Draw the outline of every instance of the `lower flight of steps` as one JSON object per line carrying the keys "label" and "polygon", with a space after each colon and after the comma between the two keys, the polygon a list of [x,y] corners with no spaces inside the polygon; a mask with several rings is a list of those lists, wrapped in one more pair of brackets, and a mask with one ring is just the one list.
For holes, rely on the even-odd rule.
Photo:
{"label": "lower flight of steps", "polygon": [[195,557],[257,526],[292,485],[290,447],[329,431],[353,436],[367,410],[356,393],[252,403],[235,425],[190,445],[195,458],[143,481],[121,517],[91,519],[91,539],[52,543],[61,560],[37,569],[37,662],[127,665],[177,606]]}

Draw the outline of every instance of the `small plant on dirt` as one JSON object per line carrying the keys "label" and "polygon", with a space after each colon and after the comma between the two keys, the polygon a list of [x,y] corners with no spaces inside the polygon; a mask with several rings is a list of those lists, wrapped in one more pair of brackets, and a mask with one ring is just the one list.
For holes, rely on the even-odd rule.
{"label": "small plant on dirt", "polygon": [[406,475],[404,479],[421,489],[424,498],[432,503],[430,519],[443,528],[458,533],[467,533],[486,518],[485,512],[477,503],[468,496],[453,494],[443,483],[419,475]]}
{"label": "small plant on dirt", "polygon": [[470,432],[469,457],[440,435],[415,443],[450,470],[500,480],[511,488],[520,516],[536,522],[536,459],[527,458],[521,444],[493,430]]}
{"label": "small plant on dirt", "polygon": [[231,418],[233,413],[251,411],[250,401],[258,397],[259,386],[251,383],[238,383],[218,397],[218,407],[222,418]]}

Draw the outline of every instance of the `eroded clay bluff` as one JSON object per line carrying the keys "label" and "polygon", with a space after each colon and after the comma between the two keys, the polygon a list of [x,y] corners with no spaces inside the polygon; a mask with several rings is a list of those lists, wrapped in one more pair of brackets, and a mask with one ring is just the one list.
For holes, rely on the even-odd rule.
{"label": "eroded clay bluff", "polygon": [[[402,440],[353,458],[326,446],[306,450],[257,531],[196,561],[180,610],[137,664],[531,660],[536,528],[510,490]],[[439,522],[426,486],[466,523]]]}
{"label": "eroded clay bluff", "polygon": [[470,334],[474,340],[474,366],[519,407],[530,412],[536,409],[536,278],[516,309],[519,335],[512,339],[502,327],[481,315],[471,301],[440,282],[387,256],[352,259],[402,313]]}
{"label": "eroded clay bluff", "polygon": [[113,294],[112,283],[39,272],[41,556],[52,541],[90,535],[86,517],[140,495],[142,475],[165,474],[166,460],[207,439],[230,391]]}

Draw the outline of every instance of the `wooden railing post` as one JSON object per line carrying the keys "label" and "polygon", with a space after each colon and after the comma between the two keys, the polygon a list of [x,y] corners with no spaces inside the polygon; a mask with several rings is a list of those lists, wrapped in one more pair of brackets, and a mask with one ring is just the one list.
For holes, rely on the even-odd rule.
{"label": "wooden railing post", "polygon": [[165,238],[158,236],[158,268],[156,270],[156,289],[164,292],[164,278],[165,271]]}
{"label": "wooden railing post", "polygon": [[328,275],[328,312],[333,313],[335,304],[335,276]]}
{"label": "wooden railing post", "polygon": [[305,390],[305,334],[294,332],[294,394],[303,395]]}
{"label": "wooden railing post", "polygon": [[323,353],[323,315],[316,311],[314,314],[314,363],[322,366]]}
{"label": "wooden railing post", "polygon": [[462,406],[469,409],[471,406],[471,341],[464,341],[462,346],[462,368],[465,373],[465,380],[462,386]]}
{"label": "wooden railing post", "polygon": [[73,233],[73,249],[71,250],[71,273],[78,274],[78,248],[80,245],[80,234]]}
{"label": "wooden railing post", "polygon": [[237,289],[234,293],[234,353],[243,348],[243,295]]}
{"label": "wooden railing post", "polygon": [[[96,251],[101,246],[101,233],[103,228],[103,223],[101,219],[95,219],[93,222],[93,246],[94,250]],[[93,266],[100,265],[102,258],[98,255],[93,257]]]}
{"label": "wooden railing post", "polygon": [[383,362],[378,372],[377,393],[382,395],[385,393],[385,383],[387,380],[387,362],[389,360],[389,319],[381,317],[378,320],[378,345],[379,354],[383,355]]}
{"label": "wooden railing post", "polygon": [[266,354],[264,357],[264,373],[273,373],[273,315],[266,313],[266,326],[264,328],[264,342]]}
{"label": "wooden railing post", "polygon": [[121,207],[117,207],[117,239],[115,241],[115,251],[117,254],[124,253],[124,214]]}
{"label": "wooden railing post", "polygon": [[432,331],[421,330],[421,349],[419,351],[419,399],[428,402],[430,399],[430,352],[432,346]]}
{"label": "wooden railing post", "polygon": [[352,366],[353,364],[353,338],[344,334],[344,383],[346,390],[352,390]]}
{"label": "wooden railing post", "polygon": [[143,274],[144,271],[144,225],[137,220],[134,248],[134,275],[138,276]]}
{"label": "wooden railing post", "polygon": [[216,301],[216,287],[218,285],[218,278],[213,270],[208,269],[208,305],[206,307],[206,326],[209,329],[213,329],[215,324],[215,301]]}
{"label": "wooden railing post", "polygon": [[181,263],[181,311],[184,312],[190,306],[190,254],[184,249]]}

============================================================

- **Prompt**: Every entry should be printed again exactly as it stands.

- **Correct output**:
Draw the outline of every instance of the `lower flight of steps` as one JSON object per line carrying the keys "label" and "polygon", with a space after each colon and after the comma between the two keys, the polygon a list of [x,y] corners with no spaces inside the polygon; a mask with several rings is a list of those lists, wrapped in one more pair of brackets, and a mask with one ring is just the one list.
For holes, rely on the even-odd rule.
Photo:
{"label": "lower flight of steps", "polygon": [[195,557],[257,526],[292,485],[290,447],[329,431],[353,436],[367,410],[356,393],[252,403],[235,425],[190,445],[195,458],[143,481],[121,517],[91,519],[91,539],[52,543],[61,560],[37,569],[37,662],[127,665],[177,606]]}

Draw the outline of every instance of the `small plant on dirt` as one JSON object per line carrying the keys "label" and "polygon", with a space after each colon and after the comma between the two keys, the polygon a list of [x,y] corners with no spaces inside the polygon; a mask with several rings is a list of those lists, wrapped in one more pair of brackets, and a mask with one ring is just the one list.
For holes, rely on the even-odd rule.
{"label": "small plant on dirt", "polygon": [[406,475],[404,479],[421,489],[424,498],[432,503],[430,519],[443,528],[458,533],[467,533],[486,518],[485,512],[477,503],[468,496],[453,494],[443,483],[419,475]]}
{"label": "small plant on dirt", "polygon": [[470,432],[469,457],[440,435],[415,443],[450,470],[500,480],[511,488],[520,516],[536,522],[536,459],[527,458],[521,444],[493,430]]}
{"label": "small plant on dirt", "polygon": [[231,418],[233,413],[251,411],[250,401],[258,397],[259,386],[251,383],[238,383],[218,397],[218,407],[222,418]]}

Draw the outline of every instance of the `eroded clay bluff` as one JSON object per line carrying the keys "label" and "polygon", with a space after each colon and after the comma between the two keys, the polygon a list of [x,y] corners with no spaces inside the polygon; a mask with several rings is a list of those lists, wrapped in one more pair of brackets, and a mask with one ring is just the one list.
For holes, rely on the even-odd rule.
{"label": "eroded clay bluff", "polygon": [[[402,440],[353,458],[326,446],[306,450],[257,531],[196,561],[180,610],[137,664],[531,660],[536,528],[510,490]],[[439,522],[426,486],[466,523]]]}
{"label": "eroded clay bluff", "polygon": [[470,334],[474,340],[474,366],[519,407],[530,412],[536,409],[536,278],[516,309],[519,335],[512,339],[502,327],[481,315],[471,301],[440,282],[387,256],[352,259],[402,313]]}
{"label": "eroded clay bluff", "polygon": [[113,294],[112,283],[39,272],[41,556],[52,541],[90,535],[86,517],[140,495],[142,475],[165,474],[166,460],[207,439],[230,391]]}

Draw the outline of every instance of the `wooden railing post` as one JSON object per line carrying the keys "label" and "polygon", with a space after each colon and after the comma between the two keys, the polygon a list of [x,y] corners with no spaces inside the polygon; a mask with several rings is a list of those lists, wrapped in one more pair of brackets, and a mask with one ring is just the one list.
For holes, rely on the even-odd rule.
{"label": "wooden railing post", "polygon": [[165,238],[158,236],[158,268],[156,270],[156,289],[164,292],[164,278],[165,271]]}
{"label": "wooden railing post", "polygon": [[328,275],[328,312],[333,313],[335,304],[335,276]]}
{"label": "wooden railing post", "polygon": [[305,390],[305,334],[294,332],[294,394],[303,395]]}
{"label": "wooden railing post", "polygon": [[323,353],[323,315],[316,311],[314,314],[314,363],[322,366]]}
{"label": "wooden railing post", "polygon": [[462,406],[469,409],[471,406],[471,341],[464,341],[462,346],[462,368],[465,373],[465,380],[462,386]]}
{"label": "wooden railing post", "polygon": [[73,233],[73,249],[71,250],[71,273],[78,274],[78,248],[80,245],[80,234]]}
{"label": "wooden railing post", "polygon": [[237,289],[234,293],[234,353],[243,348],[243,295]]}
{"label": "wooden railing post", "polygon": [[[96,251],[101,246],[101,233],[103,228],[103,223],[101,219],[95,219],[93,222],[93,246],[94,250]],[[93,266],[100,265],[102,258],[98,255],[93,257]]]}
{"label": "wooden railing post", "polygon": [[383,362],[378,372],[377,393],[382,395],[385,393],[385,383],[387,380],[387,362],[389,360],[389,319],[381,317],[378,320],[378,345],[379,354],[383,355]]}
{"label": "wooden railing post", "polygon": [[266,354],[264,357],[264,373],[273,373],[273,315],[266,313],[266,326],[264,328],[264,342]]}
{"label": "wooden railing post", "polygon": [[121,207],[117,207],[117,239],[115,241],[115,251],[117,254],[124,253],[124,214]]}
{"label": "wooden railing post", "polygon": [[432,331],[421,330],[421,349],[419,351],[419,399],[428,402],[430,399],[430,352],[432,346]]}
{"label": "wooden railing post", "polygon": [[352,366],[353,364],[353,338],[344,334],[344,383],[346,390],[352,390]]}
{"label": "wooden railing post", "polygon": [[143,274],[144,271],[144,225],[137,220],[134,248],[134,275],[138,276]]}
{"label": "wooden railing post", "polygon": [[216,301],[216,287],[218,285],[218,278],[213,270],[208,269],[208,305],[206,307],[206,326],[209,329],[213,329],[215,324],[215,301]]}
{"label": "wooden railing post", "polygon": [[181,263],[181,311],[184,312],[190,306],[190,254],[184,249]]}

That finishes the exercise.